Selected text:
┌────────

4) The hoodlums’ tie-up with some labor, which came about when unions needed sluggers, or when tough guys muscled in to grab union treasurers, or used them as part of their extortion rackets. Lobbyists representing the unions are feared and toadied to.

5) The Italian voting bloc now controls some of the largest cities in the country. It is the largest single unit in New York, where all three candidates for mayor in 1950 were Italians. Too many of their men in office have ties to the Mafia. They can count on the votes of their countrymen in nominations and elections. The mass votes of Italians are bartered back and forth and usually can be delivered, by Black Hand threats in Italian neighborhoods, by appeal to blood relationship and national pride, or through the pages of powerful Italian language newspapers.

During his recent campaign, New York’s Mayor Impellitteri charged that Gene Pope, publisher of Il Progresso Italiano-Americano, the biggest Italian daily in the country, was an intimate of Frank Costello. We have seen them dining together on intimate terms.

No book could comprehensively cover the mob’s facets in Washington, but here are a few, at random:

The President’s military aide and poker pal, Major General Harry Vaughan, has associated with Frank Costello. They were brought together through his stooge, the convict John Maragon, who was a pal of the late Bill Helis, Greek millionaire and partner in Costello’s New York and Louisiana enterprises—as well as in a Scotch distillery.

└────────

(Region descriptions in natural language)
┌────────

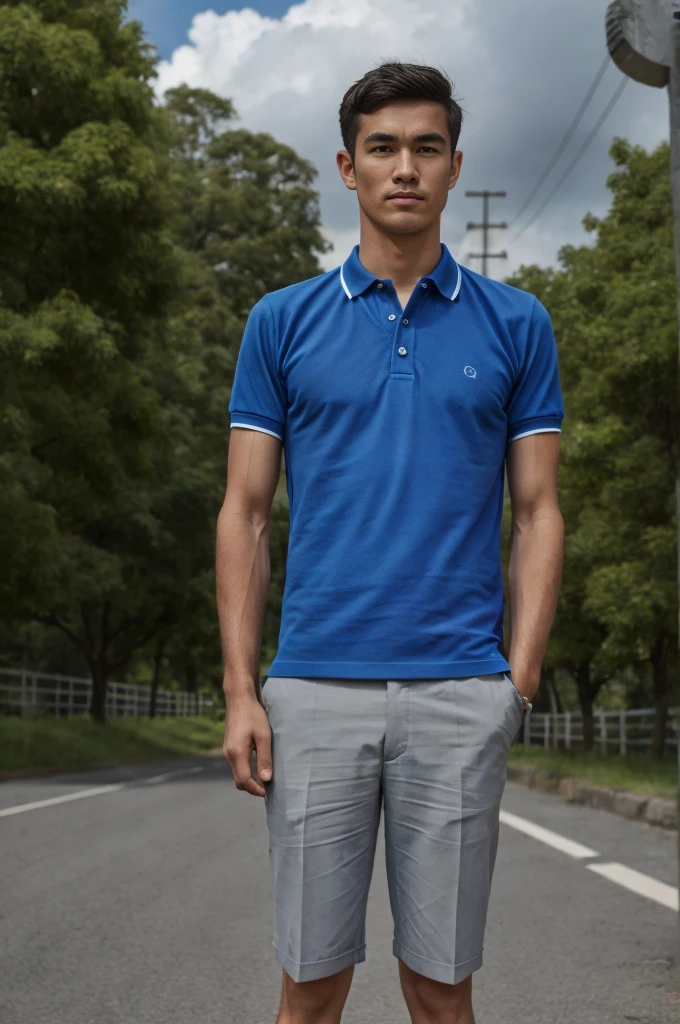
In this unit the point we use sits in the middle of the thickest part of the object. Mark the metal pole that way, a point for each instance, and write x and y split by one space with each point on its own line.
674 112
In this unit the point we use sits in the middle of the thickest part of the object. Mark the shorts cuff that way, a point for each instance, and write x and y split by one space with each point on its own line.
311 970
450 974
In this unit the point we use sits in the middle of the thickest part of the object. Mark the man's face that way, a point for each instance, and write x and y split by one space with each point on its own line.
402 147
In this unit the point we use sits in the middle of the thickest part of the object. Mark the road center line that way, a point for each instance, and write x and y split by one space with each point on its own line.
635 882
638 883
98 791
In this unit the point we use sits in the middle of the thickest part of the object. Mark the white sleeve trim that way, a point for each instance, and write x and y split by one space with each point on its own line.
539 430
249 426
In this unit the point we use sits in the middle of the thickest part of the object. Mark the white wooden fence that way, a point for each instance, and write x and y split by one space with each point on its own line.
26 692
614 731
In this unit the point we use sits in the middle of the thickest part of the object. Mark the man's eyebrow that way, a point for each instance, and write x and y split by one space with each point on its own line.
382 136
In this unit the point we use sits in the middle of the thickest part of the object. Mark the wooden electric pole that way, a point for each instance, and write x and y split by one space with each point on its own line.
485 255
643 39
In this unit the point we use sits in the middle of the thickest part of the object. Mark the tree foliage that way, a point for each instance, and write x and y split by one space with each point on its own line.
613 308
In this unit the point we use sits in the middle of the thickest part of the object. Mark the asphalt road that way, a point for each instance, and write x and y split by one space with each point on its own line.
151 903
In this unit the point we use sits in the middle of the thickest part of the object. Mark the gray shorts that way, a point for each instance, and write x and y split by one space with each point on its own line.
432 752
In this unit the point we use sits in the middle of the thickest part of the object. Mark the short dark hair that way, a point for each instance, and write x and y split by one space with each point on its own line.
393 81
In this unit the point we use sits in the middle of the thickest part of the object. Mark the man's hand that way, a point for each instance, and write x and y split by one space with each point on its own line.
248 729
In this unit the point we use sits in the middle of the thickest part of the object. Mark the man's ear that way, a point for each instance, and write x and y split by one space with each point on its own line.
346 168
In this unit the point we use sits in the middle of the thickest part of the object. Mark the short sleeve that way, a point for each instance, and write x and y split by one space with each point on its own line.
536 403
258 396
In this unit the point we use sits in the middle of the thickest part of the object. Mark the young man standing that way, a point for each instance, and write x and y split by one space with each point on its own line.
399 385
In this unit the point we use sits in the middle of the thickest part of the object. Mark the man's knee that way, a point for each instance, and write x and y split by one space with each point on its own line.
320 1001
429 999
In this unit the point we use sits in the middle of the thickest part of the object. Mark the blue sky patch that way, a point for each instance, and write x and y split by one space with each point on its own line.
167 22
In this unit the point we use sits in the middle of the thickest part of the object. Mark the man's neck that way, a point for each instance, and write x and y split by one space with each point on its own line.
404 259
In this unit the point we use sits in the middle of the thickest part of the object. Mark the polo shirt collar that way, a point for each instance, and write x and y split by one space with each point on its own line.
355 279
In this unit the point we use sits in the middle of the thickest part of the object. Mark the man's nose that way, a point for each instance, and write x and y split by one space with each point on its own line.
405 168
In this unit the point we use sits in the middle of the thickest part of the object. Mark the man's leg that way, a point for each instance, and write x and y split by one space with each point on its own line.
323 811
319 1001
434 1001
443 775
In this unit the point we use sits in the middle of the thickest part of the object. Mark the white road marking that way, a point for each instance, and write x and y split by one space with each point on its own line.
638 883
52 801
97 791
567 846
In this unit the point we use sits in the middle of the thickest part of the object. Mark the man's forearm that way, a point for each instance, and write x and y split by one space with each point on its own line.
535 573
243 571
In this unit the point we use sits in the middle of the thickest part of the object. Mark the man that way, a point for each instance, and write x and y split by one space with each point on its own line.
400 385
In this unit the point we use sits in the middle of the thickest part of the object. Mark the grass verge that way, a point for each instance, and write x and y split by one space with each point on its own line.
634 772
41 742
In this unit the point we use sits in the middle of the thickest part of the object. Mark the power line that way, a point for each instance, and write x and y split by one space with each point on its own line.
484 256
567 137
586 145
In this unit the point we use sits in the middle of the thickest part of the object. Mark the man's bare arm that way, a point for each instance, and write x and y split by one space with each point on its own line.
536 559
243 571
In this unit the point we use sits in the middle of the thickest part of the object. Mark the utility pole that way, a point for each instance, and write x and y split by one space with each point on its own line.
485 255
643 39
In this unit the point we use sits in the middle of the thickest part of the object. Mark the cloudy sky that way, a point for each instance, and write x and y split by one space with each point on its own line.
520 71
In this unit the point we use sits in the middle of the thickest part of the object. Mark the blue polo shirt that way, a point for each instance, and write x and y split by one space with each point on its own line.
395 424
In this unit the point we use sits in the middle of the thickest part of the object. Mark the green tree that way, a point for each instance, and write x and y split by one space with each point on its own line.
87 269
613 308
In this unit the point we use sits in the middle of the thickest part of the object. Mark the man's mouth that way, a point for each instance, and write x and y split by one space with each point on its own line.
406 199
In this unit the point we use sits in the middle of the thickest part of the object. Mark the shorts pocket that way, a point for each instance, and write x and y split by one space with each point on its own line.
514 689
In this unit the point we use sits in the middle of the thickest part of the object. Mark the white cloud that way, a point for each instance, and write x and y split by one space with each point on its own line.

└────────

Summarize the excerpt on the mob's political reach in three sentences. The listing above is separate material and stands apart from the excerpt.

The excerpt says hoodlums formed ties with some labor unions, whether as sluggers, by muscling in, or as part of extortion rackets, and that union lobbyists are feared and toadied to. It claims the Italian voting bloc controls some of the country's largest cities, that too many of its officeholders have Mafia ties, and that mass Italian votes are bartered and delivered through Black Hand threats, appeals to blood relationship and national pride, or Italian-language newspapers. It also reports Mayor Impellitteri's charge that publisher Gene Pope was an intimate of Frank Costello, and it says the President's military aide, Major General Harry Vaughan, has associated with Costello through the convict John Maragon.